### Input data
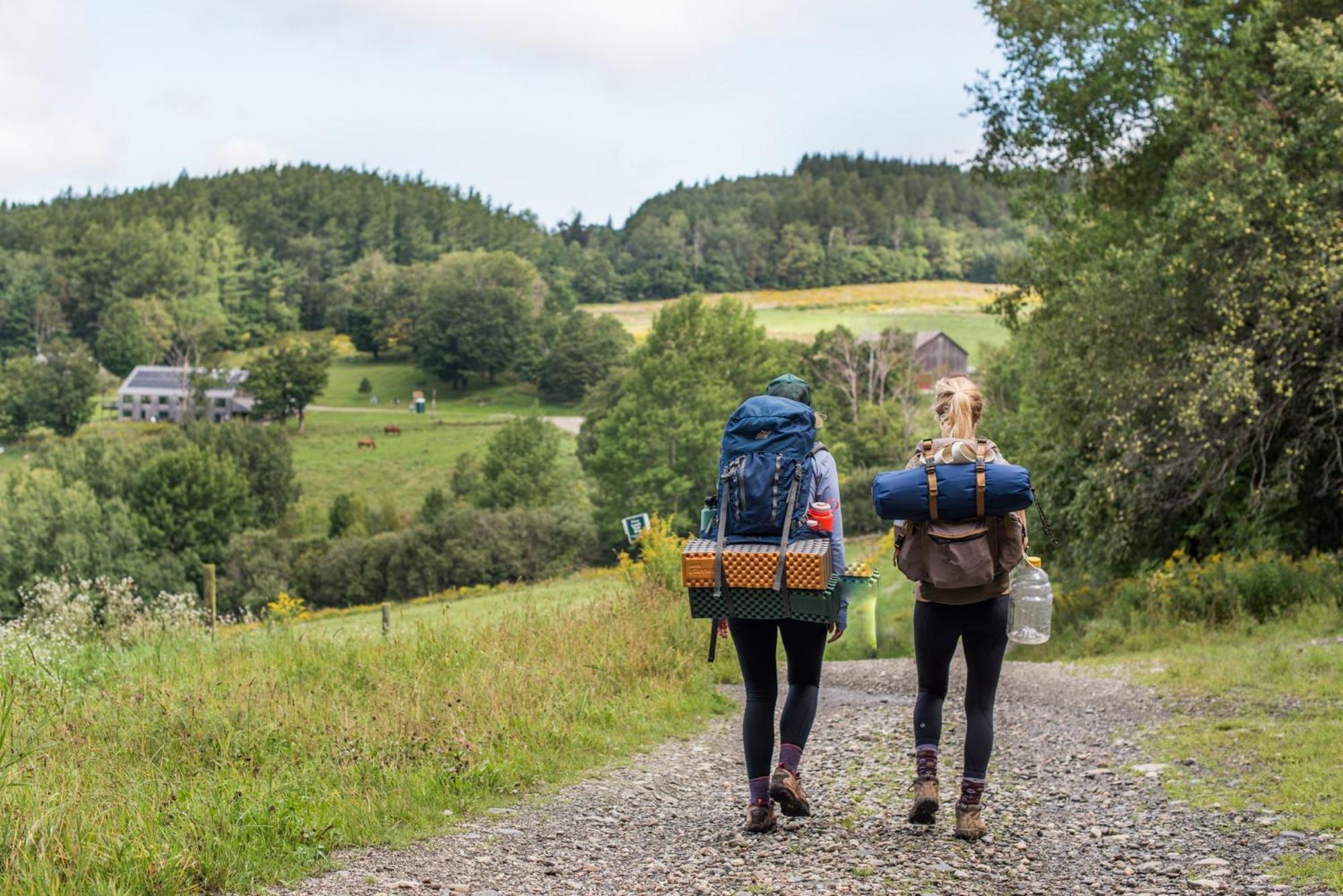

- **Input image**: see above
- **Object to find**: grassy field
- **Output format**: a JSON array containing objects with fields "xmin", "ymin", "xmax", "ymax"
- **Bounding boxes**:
[
  {"xmin": 289, "ymin": 411, "xmax": 498, "ymax": 530},
  {"xmin": 313, "ymin": 354, "xmax": 573, "ymax": 417},
  {"xmin": 0, "ymin": 575, "xmax": 727, "ymax": 893},
  {"xmin": 583, "ymin": 281, "xmax": 1007, "ymax": 364},
  {"xmin": 301, "ymin": 567, "xmax": 624, "ymax": 638}
]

### Work required
Can you retype the item above line for line, with the same characters, leaving the picture out of your answer?

### Exercise result
- **Input image**: see above
- **Object to find**: grassy field
- **Output format**: a JSON array containing objects with fields "xmin", "ymin", "xmax", "ymax"
- **Bounding boxes**:
[
  {"xmin": 289, "ymin": 411, "xmax": 498, "ymax": 530},
  {"xmin": 313, "ymin": 354, "xmax": 573, "ymax": 417},
  {"xmin": 0, "ymin": 575, "xmax": 727, "ymax": 893},
  {"xmin": 583, "ymin": 281, "xmax": 1007, "ymax": 364},
  {"xmin": 301, "ymin": 567, "xmax": 624, "ymax": 638}
]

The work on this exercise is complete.